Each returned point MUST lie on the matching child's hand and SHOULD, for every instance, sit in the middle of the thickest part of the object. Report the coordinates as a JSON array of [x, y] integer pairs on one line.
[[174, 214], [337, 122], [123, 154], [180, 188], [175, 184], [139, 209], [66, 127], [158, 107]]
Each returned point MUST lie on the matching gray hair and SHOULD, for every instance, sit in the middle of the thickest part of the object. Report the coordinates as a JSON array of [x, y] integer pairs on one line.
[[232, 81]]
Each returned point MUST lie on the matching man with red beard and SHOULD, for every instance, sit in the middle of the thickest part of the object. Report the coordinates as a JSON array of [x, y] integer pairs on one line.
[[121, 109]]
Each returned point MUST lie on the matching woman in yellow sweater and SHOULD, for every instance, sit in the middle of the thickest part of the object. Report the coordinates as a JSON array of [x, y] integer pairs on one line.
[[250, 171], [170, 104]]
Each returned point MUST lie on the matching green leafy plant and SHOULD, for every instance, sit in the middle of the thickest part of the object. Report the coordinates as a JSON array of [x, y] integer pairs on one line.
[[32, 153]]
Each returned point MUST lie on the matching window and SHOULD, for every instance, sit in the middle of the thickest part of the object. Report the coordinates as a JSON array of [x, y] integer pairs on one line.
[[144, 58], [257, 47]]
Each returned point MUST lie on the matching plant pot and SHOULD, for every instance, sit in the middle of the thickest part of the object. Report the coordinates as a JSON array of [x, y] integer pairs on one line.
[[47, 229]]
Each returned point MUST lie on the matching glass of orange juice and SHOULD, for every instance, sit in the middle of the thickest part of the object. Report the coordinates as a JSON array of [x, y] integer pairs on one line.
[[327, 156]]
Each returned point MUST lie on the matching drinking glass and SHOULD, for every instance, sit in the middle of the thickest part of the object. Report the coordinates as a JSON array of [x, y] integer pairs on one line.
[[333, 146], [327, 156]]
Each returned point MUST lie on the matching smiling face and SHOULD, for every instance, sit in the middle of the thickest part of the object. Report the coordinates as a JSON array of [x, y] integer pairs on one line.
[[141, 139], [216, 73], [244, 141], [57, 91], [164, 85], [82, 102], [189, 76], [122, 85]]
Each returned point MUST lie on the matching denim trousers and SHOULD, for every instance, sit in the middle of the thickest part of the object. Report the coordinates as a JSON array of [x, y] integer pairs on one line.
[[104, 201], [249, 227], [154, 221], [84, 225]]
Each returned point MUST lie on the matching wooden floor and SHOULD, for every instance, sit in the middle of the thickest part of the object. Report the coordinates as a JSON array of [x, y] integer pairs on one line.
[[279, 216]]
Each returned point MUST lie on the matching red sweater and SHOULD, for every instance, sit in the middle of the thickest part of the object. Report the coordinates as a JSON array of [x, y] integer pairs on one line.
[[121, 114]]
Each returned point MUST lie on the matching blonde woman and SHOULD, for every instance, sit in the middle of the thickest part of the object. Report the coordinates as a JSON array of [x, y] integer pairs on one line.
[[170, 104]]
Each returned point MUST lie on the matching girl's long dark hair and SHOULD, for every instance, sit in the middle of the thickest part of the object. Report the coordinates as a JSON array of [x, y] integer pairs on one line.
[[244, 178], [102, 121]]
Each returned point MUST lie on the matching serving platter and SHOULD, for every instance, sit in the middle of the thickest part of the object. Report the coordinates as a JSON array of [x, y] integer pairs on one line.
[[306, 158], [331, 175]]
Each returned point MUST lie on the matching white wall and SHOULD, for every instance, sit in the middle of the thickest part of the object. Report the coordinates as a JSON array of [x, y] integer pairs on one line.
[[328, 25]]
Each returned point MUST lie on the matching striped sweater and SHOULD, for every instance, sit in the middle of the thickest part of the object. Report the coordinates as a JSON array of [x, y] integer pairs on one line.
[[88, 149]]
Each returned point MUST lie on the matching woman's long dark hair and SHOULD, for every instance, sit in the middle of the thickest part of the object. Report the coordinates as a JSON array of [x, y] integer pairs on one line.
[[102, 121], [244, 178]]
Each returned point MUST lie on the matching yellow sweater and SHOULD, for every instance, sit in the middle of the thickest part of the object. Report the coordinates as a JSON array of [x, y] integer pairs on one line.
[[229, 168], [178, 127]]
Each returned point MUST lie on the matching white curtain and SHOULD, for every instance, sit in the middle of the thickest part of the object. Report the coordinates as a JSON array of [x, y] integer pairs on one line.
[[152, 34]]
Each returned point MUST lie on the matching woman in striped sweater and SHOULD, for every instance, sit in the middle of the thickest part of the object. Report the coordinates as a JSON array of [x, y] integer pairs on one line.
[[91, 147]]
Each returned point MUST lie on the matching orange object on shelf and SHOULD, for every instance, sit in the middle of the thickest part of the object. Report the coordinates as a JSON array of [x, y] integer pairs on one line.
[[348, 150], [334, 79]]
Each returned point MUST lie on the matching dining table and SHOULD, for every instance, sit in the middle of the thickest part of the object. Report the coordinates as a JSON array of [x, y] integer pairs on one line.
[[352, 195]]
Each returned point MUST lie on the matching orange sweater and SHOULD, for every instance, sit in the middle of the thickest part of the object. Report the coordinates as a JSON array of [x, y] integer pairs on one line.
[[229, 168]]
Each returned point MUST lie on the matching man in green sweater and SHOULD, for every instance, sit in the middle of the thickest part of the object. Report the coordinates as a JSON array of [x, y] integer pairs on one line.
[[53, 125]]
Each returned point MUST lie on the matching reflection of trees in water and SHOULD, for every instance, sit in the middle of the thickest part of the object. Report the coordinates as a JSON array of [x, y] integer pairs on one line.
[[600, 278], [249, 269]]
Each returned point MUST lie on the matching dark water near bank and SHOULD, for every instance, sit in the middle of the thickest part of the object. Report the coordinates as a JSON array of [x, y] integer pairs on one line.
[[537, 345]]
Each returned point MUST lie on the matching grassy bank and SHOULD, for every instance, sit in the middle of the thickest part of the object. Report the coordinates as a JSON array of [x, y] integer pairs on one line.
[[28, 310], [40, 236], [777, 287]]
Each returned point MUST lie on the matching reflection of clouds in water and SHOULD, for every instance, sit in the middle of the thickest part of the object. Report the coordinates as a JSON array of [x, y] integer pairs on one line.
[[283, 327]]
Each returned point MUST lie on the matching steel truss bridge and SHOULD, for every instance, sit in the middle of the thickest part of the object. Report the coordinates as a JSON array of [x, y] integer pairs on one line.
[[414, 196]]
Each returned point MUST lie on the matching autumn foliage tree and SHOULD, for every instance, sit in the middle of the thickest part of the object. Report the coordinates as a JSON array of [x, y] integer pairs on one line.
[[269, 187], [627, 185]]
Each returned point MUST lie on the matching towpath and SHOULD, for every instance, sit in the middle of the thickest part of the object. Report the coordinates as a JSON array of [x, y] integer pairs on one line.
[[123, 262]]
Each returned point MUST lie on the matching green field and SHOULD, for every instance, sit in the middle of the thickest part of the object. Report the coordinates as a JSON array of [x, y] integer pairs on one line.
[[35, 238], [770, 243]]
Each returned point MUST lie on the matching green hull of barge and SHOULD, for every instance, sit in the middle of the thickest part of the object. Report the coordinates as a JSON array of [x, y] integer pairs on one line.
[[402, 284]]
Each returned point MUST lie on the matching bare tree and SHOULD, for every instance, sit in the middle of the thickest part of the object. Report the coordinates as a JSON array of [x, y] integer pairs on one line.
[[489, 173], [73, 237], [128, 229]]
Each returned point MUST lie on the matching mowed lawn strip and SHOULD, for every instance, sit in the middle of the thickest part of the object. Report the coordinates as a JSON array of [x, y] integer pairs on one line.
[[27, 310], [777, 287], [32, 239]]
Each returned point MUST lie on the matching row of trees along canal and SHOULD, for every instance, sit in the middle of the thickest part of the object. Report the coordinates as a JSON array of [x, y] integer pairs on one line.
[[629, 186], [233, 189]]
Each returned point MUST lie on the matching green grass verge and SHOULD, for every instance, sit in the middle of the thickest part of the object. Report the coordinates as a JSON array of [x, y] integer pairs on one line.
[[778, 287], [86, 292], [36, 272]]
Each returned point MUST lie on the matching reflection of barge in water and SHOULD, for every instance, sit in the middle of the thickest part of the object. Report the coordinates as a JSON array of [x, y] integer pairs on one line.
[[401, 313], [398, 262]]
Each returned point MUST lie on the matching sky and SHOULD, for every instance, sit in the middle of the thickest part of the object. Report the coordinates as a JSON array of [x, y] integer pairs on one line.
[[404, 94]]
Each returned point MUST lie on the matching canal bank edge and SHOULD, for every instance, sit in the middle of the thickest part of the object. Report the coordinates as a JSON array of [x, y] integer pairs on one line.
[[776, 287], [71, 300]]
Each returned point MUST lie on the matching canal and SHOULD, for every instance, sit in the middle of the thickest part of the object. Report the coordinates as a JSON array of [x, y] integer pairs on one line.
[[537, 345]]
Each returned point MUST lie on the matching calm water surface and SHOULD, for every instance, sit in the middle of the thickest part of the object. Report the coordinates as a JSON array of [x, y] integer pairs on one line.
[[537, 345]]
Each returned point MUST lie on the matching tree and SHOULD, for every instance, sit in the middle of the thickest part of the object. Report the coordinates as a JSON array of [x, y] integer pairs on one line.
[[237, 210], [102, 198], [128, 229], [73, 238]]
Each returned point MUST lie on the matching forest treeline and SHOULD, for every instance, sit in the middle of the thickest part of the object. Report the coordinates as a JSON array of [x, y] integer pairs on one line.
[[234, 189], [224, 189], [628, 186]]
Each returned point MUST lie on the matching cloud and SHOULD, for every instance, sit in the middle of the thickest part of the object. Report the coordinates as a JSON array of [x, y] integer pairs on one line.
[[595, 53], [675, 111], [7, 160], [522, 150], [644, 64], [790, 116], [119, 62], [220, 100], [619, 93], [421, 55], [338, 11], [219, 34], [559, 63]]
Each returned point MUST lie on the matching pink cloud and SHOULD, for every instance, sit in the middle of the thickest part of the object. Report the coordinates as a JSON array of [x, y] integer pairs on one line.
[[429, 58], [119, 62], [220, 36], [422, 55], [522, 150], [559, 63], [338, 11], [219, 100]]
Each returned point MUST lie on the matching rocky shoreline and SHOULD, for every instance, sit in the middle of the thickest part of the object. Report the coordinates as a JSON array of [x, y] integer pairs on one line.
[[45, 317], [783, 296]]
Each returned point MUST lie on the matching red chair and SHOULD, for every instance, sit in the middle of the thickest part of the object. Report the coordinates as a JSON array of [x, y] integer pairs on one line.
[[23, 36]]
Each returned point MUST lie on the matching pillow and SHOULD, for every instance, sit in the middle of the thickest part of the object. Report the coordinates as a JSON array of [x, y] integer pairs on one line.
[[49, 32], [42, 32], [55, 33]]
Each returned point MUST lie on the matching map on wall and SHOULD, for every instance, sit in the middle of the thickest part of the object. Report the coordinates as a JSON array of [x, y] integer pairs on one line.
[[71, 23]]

WORK ORDER. Your task is to return, exactly and on their own, the lines from the one containing "Each returned point MUST lie on the matching rocky" through the last line of the listing.

COMPLETED EXERCISE.
Each returned point MUST lie on the matching rocky shoreline and SHOULD, for every instance, sit in the middle of the thickest part of the object. Report the coordinates as a JSON array of [x, y] integer pairs on one line.
[[45, 317], [783, 296]]
Each returned point MUST lie on the matching red chair and SHOULD, for every instance, sit in the middle of the thickest part of the object. Report the coordinates as a JSON array of [x, y] integer pairs on one line.
[[23, 36]]
Each returned point MUST lie on the matching pillow and SHOULD, for every instance, sit in the middle of the thickest part of the object. Report the coordinates as a JSON array of [x, y] integer pairs on one line.
[[49, 32], [42, 32], [55, 33]]
Each returned point MUST lie on the matching map on wall and SHOULD, for every instance, sit in the middle of the thickest part of the object. Report the coordinates as a JSON array of [x, y] integer pairs on one line.
[[71, 23]]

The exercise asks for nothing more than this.